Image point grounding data
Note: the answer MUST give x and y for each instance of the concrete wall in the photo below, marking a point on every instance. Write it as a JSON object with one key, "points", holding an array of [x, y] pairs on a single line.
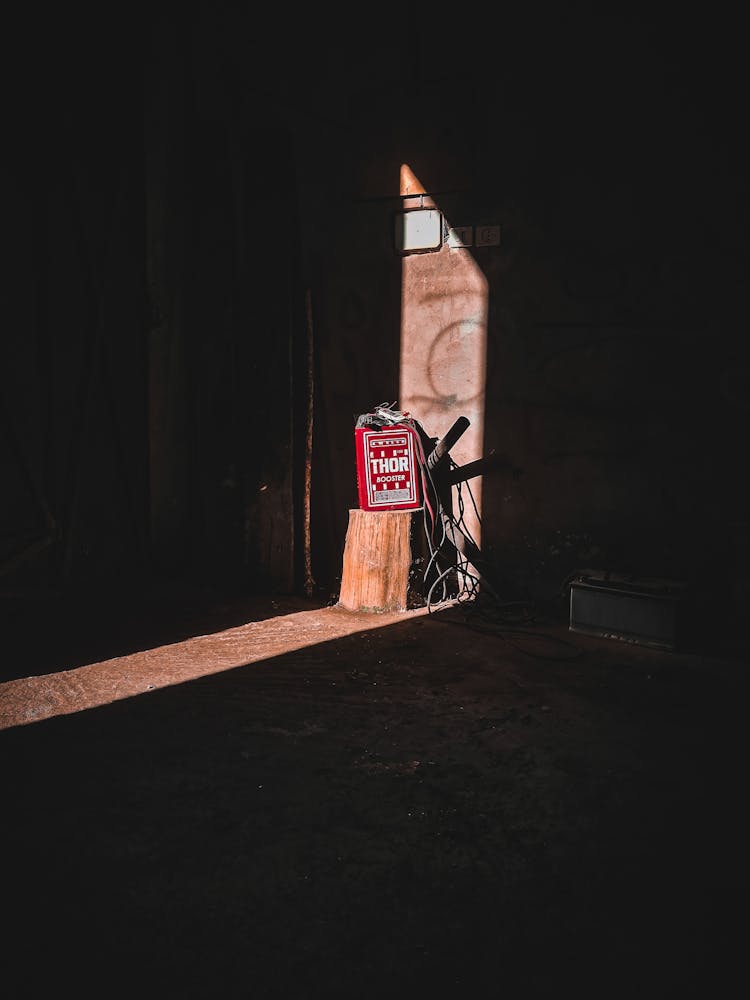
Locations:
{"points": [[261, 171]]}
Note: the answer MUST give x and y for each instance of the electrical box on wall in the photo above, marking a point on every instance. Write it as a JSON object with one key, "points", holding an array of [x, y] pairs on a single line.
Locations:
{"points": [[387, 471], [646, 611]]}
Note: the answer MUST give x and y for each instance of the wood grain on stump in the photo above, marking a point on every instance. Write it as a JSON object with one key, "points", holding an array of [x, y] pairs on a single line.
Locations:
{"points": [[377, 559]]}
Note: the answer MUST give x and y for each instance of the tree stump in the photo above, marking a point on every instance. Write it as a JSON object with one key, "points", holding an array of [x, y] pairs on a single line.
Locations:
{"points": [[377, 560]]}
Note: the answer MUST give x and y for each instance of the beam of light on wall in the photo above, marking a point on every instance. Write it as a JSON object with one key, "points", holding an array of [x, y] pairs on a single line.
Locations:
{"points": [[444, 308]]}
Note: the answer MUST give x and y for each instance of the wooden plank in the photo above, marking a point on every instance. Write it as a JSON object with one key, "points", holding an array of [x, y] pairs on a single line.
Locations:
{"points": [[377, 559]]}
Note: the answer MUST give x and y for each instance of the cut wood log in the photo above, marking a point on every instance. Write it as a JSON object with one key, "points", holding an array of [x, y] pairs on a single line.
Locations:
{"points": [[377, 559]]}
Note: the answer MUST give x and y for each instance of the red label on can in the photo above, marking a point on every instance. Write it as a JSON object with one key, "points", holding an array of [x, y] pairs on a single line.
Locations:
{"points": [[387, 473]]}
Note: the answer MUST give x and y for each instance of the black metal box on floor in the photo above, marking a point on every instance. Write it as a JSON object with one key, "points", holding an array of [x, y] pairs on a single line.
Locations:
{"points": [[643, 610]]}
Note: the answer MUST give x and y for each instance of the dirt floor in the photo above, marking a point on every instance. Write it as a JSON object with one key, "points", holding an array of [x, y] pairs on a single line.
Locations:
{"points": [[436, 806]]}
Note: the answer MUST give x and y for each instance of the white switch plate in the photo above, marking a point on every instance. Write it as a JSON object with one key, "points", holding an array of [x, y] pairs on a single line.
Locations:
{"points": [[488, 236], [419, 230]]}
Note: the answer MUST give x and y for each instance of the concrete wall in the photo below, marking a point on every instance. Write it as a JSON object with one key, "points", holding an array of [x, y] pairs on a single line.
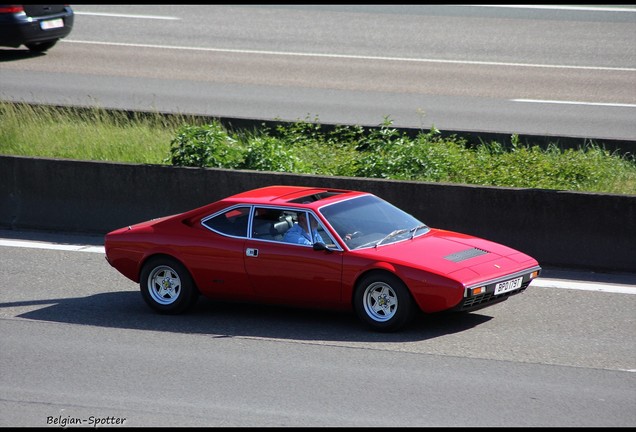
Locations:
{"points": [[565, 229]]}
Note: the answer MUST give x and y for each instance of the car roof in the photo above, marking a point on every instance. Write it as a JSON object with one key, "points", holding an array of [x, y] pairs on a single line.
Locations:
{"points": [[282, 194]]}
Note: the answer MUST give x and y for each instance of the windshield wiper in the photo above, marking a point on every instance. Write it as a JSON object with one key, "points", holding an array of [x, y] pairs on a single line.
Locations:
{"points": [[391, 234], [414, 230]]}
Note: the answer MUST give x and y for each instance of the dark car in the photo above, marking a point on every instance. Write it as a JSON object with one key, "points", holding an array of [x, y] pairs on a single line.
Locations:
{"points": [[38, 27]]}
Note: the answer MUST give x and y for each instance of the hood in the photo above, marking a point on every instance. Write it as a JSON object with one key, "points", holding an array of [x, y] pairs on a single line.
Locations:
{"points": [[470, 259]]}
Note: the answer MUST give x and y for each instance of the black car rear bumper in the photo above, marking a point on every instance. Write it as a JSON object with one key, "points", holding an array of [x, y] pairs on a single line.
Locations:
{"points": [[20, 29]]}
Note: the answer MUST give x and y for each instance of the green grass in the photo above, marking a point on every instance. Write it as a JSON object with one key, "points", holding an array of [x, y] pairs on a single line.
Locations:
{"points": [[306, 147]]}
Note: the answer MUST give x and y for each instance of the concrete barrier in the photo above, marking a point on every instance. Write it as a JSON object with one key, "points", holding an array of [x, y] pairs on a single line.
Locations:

THE PROBLEM
A verbatim copy of the entries, stripped of pictures, should be produced.

REPLY
Note: the answer MUST give x and y for each instance of the concrete wall in the photo below, marking a point on every instance. Write it as a JSON object with one key, "points", holding an array of [x, y] pairs on a single line.
Locations:
{"points": [[261, 171]]}
Note: the answer MUST give x and y for each instance of the electrical box on wall in the photo above, marking a point on every instance. Write it as a JSON object with one key, "points", holding an array of [x, y] pairs on a single line.
Locations:
{"points": [[387, 471], [646, 611]]}
Note: the answer MUST give x and y for each instance of the wood grain on stump in the photo above, marking a point on every instance. Write it as a JSON object with one key, "points", holding an array of [x, y] pairs on a single line.
Locations:
{"points": [[377, 559]]}
Note: the answer MUST give x and y for each instance of the tree stump in the photo above, marking a point on every instance. Write it as a JSON object with one key, "points", holding an array of [x, y] pairs on a single line.
Locations:
{"points": [[377, 560]]}
Note: the answer MUST give x and y for each instance of the beam of light on wall in the photo above, marking a point on every instance. Write it as a JSON object with one key, "points", holding an array of [x, y] pairs on a single line.
Locations:
{"points": [[444, 308]]}
Note: the answer MUST give x and y for each instance of the wooden plank in the photo above, marking a point on every instance. Write it as a JSON object with one key, "points", holding an array of [x, y] pairs on a single line.
Locations:
{"points": [[377, 559]]}
Note: the answer MUST give x and y for each instance of the cut wood log in the photo above, marking a point on every instance. Write it as a JSON object with one key, "points", holding an array of [x, y] pairs on a single line.
Locations:
{"points": [[377, 559]]}
Note: the answer MUST give x and y for each instance of the red label on can in the photo above, marking a point on every instance. Write it as a JSON object with one key, "points", holding an array of [x, y] pairs on a single line.
Locations:
{"points": [[387, 473]]}
Note: the answer MUST give x and y for each instance of the black metal box on floor in the photo above, marking a point on every instance. Write it as a JSON object with one key, "points", holding an array of [x, y] pairs on a single line.
Locations:
{"points": [[643, 610]]}
Note: the answer MUST give x and y for each instance of the dirt floor in the photo above, marking a point on every instance. Write it as a JSON object with one key, "points", holding an array of [x, y] pairs on a single line.
Locations:
{"points": [[436, 806]]}
Note: the answer MUST give x and y for each instance of the white switch plate in the photo above, marking a point on every instance. Write it as a JSON object with one key, "points", holding an array of [x, y] pairs on a single line.
Locations:
{"points": [[488, 236], [419, 230]]}
Note: the answer MUST give x and y for each instance of the concrete wall in the photo below, marking a point on every instance. Write it as a JSON object with one key, "points", holding an array of [x, y] pairs on a single line.
Locations:
{"points": [[565, 229]]}
Note: the answer MUST give x and y for each instance of the car roof in the photo above, marking a point on every instance. Write it as a JSON object with one key, "points", holding an array of [x, y] pairs on a single line.
Locations:
{"points": [[282, 194]]}
Note: the answer MUST give x and y for each instance of the windshield wiper in the photo above, marking a point on every instance. Write it as a JSON object with one key, "points", holding an array of [x, y] pairs on a single line.
Locations:
{"points": [[391, 234], [414, 230]]}
Note: the answer MUST give x and y for each instance of the dark car in the photo above, marking a point on every instance. Write it as a JSON object with one key, "points", holding an array of [x, y] pairs on a single line.
Locations:
{"points": [[38, 27]]}
Note: the answer MUST give x and y for each instance of the hood in the photo above, marking a point on every instance. Write it as a JSON object with one key, "points", holding an array of [x, y] pairs on a single line.
Locations:
{"points": [[470, 259]]}
Note: the answer MUST give x and y for each instance of the black car rear bumper in the photo above, marking a point on every instance. Write it as a JSON object with one key, "points", holding an array of [x, y] pairs on a single line.
Locations:
{"points": [[20, 29]]}
Note: the answer MUST give x and y for each instance of the green grass in the photo above, marking a point on every instance. Write it as a JSON object with one key, "points", holding an array of [x, y] pairs on a single line.
Locations:
{"points": [[306, 147]]}
Note: the answer MUST give x and y for each instance of the concrete barrier in the photo above, marking a point on every instance. Write it as a JSON object with one key, "points", holding an array of [x, y] pairs on a single line.
Locations:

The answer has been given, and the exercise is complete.